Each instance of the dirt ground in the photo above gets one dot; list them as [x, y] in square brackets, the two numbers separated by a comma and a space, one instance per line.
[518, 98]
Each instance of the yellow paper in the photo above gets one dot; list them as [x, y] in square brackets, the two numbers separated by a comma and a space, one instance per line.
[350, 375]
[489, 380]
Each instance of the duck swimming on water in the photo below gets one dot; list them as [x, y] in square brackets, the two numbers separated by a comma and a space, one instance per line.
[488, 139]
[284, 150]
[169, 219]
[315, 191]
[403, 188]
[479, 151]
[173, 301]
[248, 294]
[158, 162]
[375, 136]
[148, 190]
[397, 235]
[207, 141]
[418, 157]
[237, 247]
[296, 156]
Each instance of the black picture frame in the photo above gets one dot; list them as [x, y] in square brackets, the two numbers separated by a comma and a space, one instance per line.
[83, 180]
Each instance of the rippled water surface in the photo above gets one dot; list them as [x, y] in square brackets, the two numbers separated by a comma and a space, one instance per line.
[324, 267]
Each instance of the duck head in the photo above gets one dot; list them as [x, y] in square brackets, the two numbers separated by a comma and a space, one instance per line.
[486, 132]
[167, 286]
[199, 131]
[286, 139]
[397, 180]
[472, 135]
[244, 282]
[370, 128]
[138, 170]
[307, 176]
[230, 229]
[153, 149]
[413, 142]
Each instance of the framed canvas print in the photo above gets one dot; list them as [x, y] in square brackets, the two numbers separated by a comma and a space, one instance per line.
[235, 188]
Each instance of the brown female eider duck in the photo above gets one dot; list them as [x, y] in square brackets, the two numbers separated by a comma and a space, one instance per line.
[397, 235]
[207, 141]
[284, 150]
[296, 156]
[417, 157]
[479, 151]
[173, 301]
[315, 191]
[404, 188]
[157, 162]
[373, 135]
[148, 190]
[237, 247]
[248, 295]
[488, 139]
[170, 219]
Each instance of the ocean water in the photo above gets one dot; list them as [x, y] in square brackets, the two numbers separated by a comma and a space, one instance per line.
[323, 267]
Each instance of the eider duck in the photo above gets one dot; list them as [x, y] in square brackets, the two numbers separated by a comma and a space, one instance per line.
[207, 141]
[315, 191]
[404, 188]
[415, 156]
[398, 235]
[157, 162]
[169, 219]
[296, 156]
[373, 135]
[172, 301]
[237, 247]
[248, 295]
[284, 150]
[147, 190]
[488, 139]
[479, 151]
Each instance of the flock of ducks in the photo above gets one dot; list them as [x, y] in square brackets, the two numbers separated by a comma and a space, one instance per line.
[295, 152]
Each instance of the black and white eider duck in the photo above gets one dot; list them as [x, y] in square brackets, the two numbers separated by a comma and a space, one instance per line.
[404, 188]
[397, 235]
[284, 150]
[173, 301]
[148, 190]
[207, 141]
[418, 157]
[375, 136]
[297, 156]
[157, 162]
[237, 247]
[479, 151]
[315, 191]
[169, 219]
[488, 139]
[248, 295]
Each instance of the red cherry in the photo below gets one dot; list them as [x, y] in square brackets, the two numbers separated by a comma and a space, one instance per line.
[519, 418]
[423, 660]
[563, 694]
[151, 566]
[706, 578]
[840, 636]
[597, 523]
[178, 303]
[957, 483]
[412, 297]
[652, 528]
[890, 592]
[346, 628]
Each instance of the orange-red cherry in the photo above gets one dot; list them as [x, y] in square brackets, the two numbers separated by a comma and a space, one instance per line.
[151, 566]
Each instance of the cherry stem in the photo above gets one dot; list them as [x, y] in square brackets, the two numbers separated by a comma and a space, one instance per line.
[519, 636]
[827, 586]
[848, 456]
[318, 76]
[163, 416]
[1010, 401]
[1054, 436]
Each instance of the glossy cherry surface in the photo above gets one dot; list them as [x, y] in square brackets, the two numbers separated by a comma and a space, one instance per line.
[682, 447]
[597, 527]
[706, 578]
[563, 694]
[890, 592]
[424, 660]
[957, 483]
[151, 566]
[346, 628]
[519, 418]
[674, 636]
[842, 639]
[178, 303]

> _Assignment_: Copy out the full listing exactly.

> _Reply_:
Each instance of the dirt ground in the photo above gets one dot; list them as [x, y] in square brackets, the two numbers separated by a comma and a space, one instance per line.
[518, 98]
Each instance of the yellow paper in the photo above gets one dot; list them as [x, y] in square brackets, the two numbers separated by a comma and a space, one instance per line.
[350, 375]
[489, 380]
Each instance of the duck swimming on water in the photo below gets one dot; list them as [x, y] in square brackets, the two numbers separated by a comma and a space, one instance per line.
[488, 139]
[284, 150]
[169, 219]
[315, 191]
[403, 188]
[479, 151]
[173, 301]
[248, 294]
[158, 162]
[375, 136]
[148, 190]
[397, 235]
[207, 141]
[418, 157]
[237, 247]
[296, 156]
Each instance of the black picture frame in the photo above gets one dot; list them as [x, y] in square brackets, the two numbers separated by a comma and a space, one instance per line.
[83, 180]
Each instance of the rippled water surface in the photo above gets one dot; list them as [x, y] in square brackets, the two numbers separated by a comma and a space, one instance per line.
[324, 267]
Each instance of the duck head in the photo above gets one dot; list them as [x, y] in square brackets, the two numbers separated by a comma and a space, one instance per line.
[486, 132]
[167, 286]
[199, 131]
[286, 139]
[397, 180]
[472, 135]
[244, 282]
[370, 128]
[138, 170]
[307, 176]
[230, 229]
[153, 149]
[413, 142]
Each instance of the framed canvas print in the photo above gets one dot; list them as [x, y] in square brackets, the two numbers separated by a comma and a space, one instance per line.
[235, 188]
Each instance of the brown female eider duck in the photo above gets one dot; list them as [x, y] in square brackets, the two numbers separated by a comma and a space, one instance per line.
[397, 235]
[207, 141]
[284, 150]
[296, 156]
[417, 157]
[479, 151]
[173, 301]
[315, 191]
[404, 188]
[157, 162]
[373, 135]
[148, 190]
[237, 247]
[248, 295]
[488, 139]
[170, 219]
Each instance of the ocean water in the photo above gets one dot; list them as [x, y] in square brackets, the two numbers separated by a comma and a space, one instance per line.
[323, 267]
Each instance of the eider duck in the photo above gets one dot; list them as [x, y] in square brackets, the two numbers separated by a comma and a space, one instance per line.
[207, 141]
[315, 191]
[404, 188]
[415, 156]
[398, 235]
[157, 162]
[169, 219]
[296, 156]
[373, 135]
[172, 301]
[237, 247]
[248, 295]
[284, 150]
[147, 190]
[488, 139]
[479, 151]
Each instance of the flock of ducks in the photo above gets one dot; list them as [x, y] in square brackets, the two numbers separated by a comma and a space, one instance per line.
[295, 152]
Each instance of the black and white eider duck in the photo above gets one dot; list them as [x, y] in square brackets, the two numbers separated by a comma and a space, one instance per line.
[404, 188]
[397, 235]
[284, 150]
[173, 301]
[148, 190]
[207, 141]
[418, 157]
[375, 136]
[297, 156]
[157, 162]
[237, 247]
[479, 151]
[315, 191]
[169, 219]
[488, 139]
[248, 295]
Each instance of the red cherry in the photo below gets one dot; list them as [x, y] in square brackets, the two numbers separated by a comma and a space, one instance per line.
[519, 418]
[423, 660]
[563, 694]
[151, 566]
[706, 578]
[840, 636]
[597, 523]
[178, 303]
[957, 483]
[412, 297]
[652, 528]
[890, 592]
[346, 628]
Each instance of the orange-red cherry in the photo above gets one dot; list them as [x, y] in square brackets, the two numbers separated by a comma and a space, one instance per line.
[151, 566]
Each instance of the cherry stem in the photo above gets one dot; list them as [x, y] in square brackets, the two numbers separated by a comma and a space, one instance per line.
[519, 636]
[827, 586]
[848, 456]
[318, 76]
[163, 416]
[1010, 401]
[1054, 436]
Each instance of the glossy cherry surface in the photo above gets one dot; list them as [x, y] in square brackets, the two numbers separated by a comma and a space, one instance per line.
[682, 447]
[597, 527]
[706, 578]
[563, 694]
[890, 592]
[424, 660]
[957, 483]
[151, 566]
[346, 628]
[519, 418]
[674, 636]
[842, 639]
[178, 303]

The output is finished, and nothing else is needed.